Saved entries
□ □ □

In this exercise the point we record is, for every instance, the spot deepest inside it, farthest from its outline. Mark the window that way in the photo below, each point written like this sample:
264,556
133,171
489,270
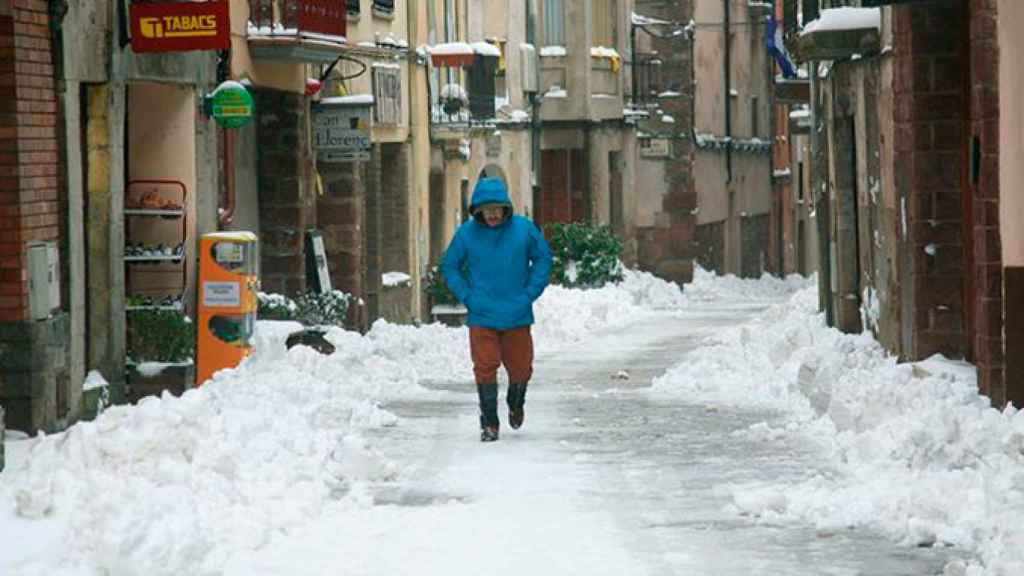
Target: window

□ □ □

• [What to work on]
Reproduce the material above line for line, leaving the picture out of your answer.

• [Full solution]
In this exercise the point we record is, for every instance, the spot deepest inside it, farthest from its outline. Mark the window that way in the photo below, each point written like this sample:
264,556
133,171
489,270
Target: window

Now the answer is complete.